> Aim of the task
Exactly reproduce the lines from the line that has "Per the caption, the white cloud" down to the last line of the entries, inclusive.

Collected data
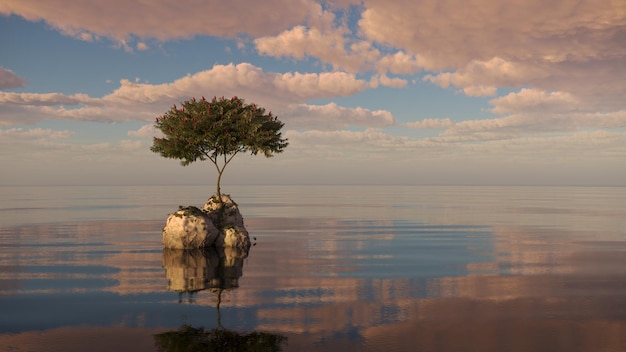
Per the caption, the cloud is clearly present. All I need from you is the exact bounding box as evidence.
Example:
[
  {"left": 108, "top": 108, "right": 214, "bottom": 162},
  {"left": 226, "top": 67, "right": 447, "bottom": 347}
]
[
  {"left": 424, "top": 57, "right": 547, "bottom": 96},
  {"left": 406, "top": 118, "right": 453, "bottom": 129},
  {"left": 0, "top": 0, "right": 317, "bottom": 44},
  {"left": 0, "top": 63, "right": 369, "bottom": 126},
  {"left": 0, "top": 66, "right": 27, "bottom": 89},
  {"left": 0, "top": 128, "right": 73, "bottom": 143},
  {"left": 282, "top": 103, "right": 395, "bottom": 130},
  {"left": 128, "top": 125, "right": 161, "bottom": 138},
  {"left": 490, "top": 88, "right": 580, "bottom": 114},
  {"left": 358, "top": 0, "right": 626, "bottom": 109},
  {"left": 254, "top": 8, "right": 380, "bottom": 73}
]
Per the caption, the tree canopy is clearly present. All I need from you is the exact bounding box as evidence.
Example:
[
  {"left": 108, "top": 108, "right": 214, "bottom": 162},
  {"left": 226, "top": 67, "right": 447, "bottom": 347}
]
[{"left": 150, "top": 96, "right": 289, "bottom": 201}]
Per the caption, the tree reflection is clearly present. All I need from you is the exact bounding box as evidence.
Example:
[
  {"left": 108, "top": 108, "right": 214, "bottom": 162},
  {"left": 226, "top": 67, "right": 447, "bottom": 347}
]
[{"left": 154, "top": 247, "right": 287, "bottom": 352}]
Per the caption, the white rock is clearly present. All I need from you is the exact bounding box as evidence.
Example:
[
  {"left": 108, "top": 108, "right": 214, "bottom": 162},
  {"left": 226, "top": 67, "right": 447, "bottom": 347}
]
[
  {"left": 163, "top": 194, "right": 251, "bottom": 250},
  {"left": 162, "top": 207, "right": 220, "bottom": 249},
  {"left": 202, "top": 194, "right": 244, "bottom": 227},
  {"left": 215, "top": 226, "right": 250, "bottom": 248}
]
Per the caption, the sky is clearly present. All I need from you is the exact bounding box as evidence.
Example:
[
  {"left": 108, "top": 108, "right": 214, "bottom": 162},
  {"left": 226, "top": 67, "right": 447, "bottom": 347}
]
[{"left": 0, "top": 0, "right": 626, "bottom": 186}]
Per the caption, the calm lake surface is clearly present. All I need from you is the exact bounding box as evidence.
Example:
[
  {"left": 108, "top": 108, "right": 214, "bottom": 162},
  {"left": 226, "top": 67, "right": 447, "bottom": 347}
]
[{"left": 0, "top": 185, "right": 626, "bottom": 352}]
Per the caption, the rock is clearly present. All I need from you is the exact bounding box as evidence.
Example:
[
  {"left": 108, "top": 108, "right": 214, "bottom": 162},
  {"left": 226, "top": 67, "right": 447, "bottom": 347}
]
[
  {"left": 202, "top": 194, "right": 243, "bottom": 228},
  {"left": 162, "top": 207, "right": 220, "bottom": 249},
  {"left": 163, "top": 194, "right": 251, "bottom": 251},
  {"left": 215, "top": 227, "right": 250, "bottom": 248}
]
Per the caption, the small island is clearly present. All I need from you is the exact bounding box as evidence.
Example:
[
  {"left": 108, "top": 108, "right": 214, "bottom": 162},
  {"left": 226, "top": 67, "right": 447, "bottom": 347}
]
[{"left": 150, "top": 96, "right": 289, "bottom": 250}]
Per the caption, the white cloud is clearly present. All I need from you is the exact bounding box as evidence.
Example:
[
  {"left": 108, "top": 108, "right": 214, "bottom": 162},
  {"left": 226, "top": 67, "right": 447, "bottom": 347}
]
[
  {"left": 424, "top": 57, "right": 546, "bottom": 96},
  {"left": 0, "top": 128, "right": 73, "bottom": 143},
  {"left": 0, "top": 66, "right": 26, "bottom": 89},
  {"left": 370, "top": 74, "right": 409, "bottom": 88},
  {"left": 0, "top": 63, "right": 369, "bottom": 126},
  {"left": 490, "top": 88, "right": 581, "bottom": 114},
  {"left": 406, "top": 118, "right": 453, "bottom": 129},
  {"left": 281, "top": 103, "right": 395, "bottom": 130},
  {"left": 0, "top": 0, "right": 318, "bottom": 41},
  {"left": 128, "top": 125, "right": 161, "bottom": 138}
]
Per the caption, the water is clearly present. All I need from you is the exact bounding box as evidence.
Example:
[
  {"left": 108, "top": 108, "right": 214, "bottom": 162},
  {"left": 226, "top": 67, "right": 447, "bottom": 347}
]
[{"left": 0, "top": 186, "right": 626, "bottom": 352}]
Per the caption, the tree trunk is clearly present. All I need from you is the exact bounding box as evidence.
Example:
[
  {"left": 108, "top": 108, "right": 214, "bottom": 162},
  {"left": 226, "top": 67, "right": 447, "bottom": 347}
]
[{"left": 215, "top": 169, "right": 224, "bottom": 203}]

> Task solution
Per the caption, the white cloud is clearly present. All I need from you is the exact bounding box as evidence.
Example:
[
  {"left": 108, "top": 108, "right": 214, "bottom": 162},
  {"left": 226, "top": 67, "right": 447, "bottom": 347}
]
[
  {"left": 424, "top": 57, "right": 546, "bottom": 96},
  {"left": 0, "top": 128, "right": 73, "bottom": 143},
  {"left": 0, "top": 66, "right": 26, "bottom": 89},
  {"left": 370, "top": 74, "right": 409, "bottom": 88},
  {"left": 0, "top": 63, "right": 369, "bottom": 126},
  {"left": 490, "top": 88, "right": 581, "bottom": 114},
  {"left": 406, "top": 118, "right": 453, "bottom": 129},
  {"left": 281, "top": 103, "right": 395, "bottom": 130},
  {"left": 0, "top": 0, "right": 318, "bottom": 41},
  {"left": 128, "top": 125, "right": 161, "bottom": 138}
]
Per the caption, the water is clearly present. All I need from you is the exact bounding box as evidence.
Example:
[
  {"left": 108, "top": 108, "right": 214, "bottom": 162},
  {"left": 226, "top": 67, "right": 447, "bottom": 347}
]
[{"left": 0, "top": 186, "right": 626, "bottom": 352}]
Per the caption, the tree trunk is clearly present. All I need from you is the exact bounding box as evidence.
Example:
[
  {"left": 108, "top": 108, "right": 214, "bottom": 162},
  {"left": 226, "top": 67, "right": 447, "bottom": 347}
]
[{"left": 215, "top": 169, "right": 224, "bottom": 203}]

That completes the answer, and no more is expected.